Document extract:
- - -
Indiana Gazette: Baltimore bridge collapse affects shipments of billions of tons of area goods

The Port of Baltimore, which has been closed since a barge collided with and brought down the Francis Scott Key Bridge over the Patapsco River, gets billions of tons and millions of dollars’ worth of goods shipped its way from the Pittsburgh region — including Armstrong, Indiana and Westmoreland counties — according to information provided over the weekend by the Southwestern Pennsylvania Commission.

While the data was gathered this past week, it came from a disaggregated freight analysis provided in 2017 from the Federal Highway Administration through the Eastern Transportation Coalition.

An SPC spokeswoman stressed that industry changes and market shifts make possible that the 2017 levels are not reflective of 2024, but, Caitlin O’Connor said, “it was the data that we were able to get our hands on” Friday.

In that year, $609,322,000 in goods were exported from southwestern Pennsylvania to the Port of Baltimore, representing a volume of 2.9 billion tons, while $616,322,000 in goods were imported through Baltimore to the SPC region, representing a volume of 188.96 million tons.
- - -
What to work on:
1) Would you repeat, word for word, the passage of the Baltimore bridge article that opens with the words containing "Indiana Gazette: Baltimore" and closes with "Southwestern Pennsylvania Commission."?
2) Can you pick up the Baltimore bridge article after its last sentence and carry it forward?
You won't need the listing that follows for anything here.
- - -
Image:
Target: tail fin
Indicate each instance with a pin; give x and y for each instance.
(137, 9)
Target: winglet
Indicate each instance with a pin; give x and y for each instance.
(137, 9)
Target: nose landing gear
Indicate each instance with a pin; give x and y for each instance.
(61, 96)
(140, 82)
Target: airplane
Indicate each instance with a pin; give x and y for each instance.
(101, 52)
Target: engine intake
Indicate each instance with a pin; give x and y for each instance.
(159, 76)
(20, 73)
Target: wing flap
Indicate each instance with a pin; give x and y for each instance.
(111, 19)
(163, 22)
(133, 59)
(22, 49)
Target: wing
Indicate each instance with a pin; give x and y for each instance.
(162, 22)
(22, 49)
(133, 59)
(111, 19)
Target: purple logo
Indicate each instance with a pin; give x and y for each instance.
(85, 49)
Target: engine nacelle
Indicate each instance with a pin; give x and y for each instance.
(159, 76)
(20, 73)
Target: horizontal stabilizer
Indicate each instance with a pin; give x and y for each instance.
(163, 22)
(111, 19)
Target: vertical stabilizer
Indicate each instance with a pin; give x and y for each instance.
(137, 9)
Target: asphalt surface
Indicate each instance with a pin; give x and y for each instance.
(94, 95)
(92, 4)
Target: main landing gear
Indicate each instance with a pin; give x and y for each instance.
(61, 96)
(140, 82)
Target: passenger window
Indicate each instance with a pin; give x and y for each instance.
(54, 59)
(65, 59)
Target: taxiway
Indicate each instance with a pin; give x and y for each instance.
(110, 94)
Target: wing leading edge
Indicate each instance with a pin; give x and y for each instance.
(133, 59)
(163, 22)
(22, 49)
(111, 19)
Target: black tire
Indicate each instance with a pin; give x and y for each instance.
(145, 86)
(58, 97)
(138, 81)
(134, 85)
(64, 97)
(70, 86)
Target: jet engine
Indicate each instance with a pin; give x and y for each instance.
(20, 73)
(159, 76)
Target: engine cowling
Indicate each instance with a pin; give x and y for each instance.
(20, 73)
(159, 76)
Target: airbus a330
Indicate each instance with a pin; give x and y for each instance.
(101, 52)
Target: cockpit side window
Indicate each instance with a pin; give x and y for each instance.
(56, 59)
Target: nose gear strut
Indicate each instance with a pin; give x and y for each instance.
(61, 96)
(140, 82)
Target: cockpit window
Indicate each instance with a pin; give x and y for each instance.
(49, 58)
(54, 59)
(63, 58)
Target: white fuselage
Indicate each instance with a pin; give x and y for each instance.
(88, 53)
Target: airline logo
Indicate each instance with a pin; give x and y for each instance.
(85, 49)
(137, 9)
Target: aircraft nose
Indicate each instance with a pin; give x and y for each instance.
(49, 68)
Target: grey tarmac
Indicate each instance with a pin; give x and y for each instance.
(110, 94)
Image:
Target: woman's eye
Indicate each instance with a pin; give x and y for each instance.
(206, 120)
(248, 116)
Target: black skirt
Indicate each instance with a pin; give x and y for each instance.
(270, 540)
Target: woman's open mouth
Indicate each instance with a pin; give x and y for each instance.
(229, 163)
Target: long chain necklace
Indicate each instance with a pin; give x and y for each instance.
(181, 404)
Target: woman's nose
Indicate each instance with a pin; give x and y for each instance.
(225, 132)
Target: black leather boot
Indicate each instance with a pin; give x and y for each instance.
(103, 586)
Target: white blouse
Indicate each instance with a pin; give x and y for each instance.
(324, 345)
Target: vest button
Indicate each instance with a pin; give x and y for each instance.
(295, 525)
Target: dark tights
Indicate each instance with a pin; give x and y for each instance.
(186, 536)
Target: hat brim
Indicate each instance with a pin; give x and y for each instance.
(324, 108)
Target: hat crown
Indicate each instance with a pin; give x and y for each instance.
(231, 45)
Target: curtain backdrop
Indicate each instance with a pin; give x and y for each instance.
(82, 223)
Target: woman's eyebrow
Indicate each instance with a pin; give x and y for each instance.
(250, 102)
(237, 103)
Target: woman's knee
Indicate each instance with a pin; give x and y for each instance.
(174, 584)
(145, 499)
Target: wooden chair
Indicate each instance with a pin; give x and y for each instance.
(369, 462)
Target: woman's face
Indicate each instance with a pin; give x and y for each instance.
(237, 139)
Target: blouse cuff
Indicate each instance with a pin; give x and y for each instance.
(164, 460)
- - -
Answers for this exercise:
1)
Indiana Gazette: Baltimore bridge collapse affects shipments of billions of tons of area goods

The Port of Baltimore, which has been closed since a barge collided with and brought down the Francis Scott Key Bridge over the Patapsco River, gets billions of tons and millions of dollars’ worth of goods shipped its way from the Pittsburgh region — including Armstrong, Indiana and Westmoreland counties — according to information provided over the weekend by the Southwestern Pennsylvania Commission.

2)
Exports included 3,766,180,000 tons of coal shipped out of the SPC coverage area, with 21.2 percent coming from Indiana, Armstrong and Westmoreland counties — 323.79 million tons from Indiana, 290.5 million tons from Armstrong, and 182.76 million tons from Westmoreland.

That translated into $327.07 million worth of coal exports from the 10-county SPC region (Armstrong, Indiana and Westmoreland, as well as Allegheny, Beaver, Butler, Fayette, Greene, Lawrence and Washington counties, as well as the city of Pittsburgh), including $28.12 million from Indiana County, $25.22 million from Armstrong County and $15.87 million from Westmoreland County.

The three counties also accounted for approximately a third of the 41.92 million tons of wood products and 25.14 million tons of logs shipped out from the Pittsburgh region through Baltimore.

That included 7.88 million tons of wood products and 2.61 million tons of logs from Westmoreland, 3.08 million tons of wood products and 3.29 million tons of logs from Indiana, and 2.63 million tons of wood products and 2.61 million tons of logs from Armstrong.

In turn, that translated into $38.39 million in exports of wood products from the SPC region, including $7.23 million from Westmoreland County, $2.81 million from Indiana County and $2.40 million from Armstrong County.

Imports to southwestern Pennsylvania included motorized vehicles, machinery, pharmaceuticals, base metals, plastics and rubber, and non-cereal agriculture products, with motorized vehicles providing the largest amount of imports in terms of cost, $539.16 million from the 10-county region, $68.75 million from Westmoreland County, $15.51 million from Indiana County and $11.01 million from Armstrong County.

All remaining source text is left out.